[Entries from a pointing dataset]
---
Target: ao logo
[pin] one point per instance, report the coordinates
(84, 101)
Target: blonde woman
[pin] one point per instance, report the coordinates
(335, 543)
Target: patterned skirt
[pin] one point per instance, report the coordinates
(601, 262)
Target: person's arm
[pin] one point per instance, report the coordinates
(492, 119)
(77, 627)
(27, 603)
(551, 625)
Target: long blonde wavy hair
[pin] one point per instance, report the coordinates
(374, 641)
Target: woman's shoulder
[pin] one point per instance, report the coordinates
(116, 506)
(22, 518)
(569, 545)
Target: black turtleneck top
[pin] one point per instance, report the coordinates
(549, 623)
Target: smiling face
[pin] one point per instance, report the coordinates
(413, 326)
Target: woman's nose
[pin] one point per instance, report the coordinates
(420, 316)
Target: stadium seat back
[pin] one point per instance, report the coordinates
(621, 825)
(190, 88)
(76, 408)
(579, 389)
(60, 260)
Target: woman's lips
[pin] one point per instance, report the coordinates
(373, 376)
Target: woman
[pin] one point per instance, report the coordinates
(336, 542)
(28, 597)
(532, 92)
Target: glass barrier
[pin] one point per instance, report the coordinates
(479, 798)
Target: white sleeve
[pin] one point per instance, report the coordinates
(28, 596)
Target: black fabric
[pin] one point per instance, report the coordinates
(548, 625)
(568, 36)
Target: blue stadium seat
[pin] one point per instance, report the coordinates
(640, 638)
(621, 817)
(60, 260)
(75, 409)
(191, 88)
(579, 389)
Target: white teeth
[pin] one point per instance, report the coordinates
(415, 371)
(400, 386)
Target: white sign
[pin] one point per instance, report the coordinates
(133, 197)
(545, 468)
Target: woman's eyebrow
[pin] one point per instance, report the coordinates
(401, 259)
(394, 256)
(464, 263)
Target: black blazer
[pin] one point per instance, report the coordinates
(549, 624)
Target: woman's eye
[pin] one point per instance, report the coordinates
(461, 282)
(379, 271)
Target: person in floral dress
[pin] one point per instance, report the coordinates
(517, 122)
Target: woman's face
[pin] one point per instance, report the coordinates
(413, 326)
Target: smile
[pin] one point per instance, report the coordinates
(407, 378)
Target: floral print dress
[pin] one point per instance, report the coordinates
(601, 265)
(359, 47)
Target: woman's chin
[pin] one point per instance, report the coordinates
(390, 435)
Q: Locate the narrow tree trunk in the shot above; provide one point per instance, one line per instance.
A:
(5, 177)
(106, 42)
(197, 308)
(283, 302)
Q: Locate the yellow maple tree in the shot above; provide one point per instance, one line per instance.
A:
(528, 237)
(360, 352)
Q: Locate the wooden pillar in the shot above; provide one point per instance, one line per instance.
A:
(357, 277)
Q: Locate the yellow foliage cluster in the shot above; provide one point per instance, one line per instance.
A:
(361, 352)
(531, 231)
---
_Exercise details_
Write out exactly the lines from the line holding "Target: floral print dress" through the last line of the data, and nothing besides those lines.

_Exercise solution_
Target: floral print dress
[pin] one point per instance, report the coordinates
(601, 265)
(359, 47)
Target: woman's chin
[pin] one point per instance, report the coordinates
(390, 435)
Q: Locate the narrow tree trunk in the shot above; provide one point per instance, one line per instance.
A:
(5, 177)
(106, 42)
(197, 308)
(283, 302)
Q: Locate the yellow maple tree in the shot above; provide one point per instance, one line per instance.
A:
(528, 237)
(360, 352)
Q: Locate the wooden pillar in the shot above; provide one point per instance, one line per instance.
A:
(357, 277)
Q: Locate the yellow foliage cluster in the shot above; provide one point per instance, one line per instance.
A:
(361, 352)
(531, 231)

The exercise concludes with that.